## Tareas del ejercicio
[1] Según el fragmento, ¿con quién trabajó Barrientos?
[2] Resume el fragmento en dos oraciones, por favor.
[3] Reescribe la parte del fragmento que comienza en "No fue fácil." y termina en "consiguió una casa.", cambiando "vivienda" por "alojamiento".

## Fragmento
Barrientos trabajó con Ana Royo, la técnica del programa
Reincorpora, que a su vez está empleada en la Fundación
Rondilla. “Olga es el ejemplo real de lo que es un
itinerario de inserción personal, social y laboral”, dice
Royo. Juntas analizaron sus necesidades y juntas
activaron un engranaje del que solo Olga podía tirar. Así
lo hizo.

No fue fácil. Hubo que conseguir ingresos porque en su
casa seguía sin entrar un euro. Tampoco tenía vivienda,
se quedaba con unos familiares. “Solicitó una renta
garantizada de ciudadanía, que puede compatibilizar con
su empleo a tiempo parcial, porque una jornada completa
es incompatible con el cuidado de sus hijos”, sostiene la
trabajadora social. Hace unos meses consiguió una casa.

## Datos recopilados

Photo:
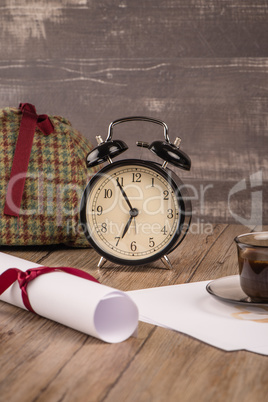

## Respuestas por tarea
[1] Con Ana Royo, la técnica del programa Reincorpora.

[2] Barrientos trabajó con Ana Royo, técnica del programa Reincorpora y empleada en la Fundación Rondilla, y juntas analizaron sus necesidades y pusieron en marcha su itinerario de inserción. No fue fácil, porque no tenía ingresos ni vivienda, pero solicitó una renta garantizada de ciudadanía compatible con su empleo a tiempo parcial y hace unos meses consiguió una casa.

[3]
No fue fácil. Hubo que conseguir ingresos porque en su
casa seguía sin entrar un euro. Tampoco tenía alojamiento,
se quedaba con unos familiares. “Solicitó una renta
garantizada de ciudadanía, que puede compatibilizar con
su empleo a tiempo parcial, porque una jornada completa
es incompatible con el cuidado de sus hijos”, sostiene la
trabajadora social. Hace unos meses consiguió una casa.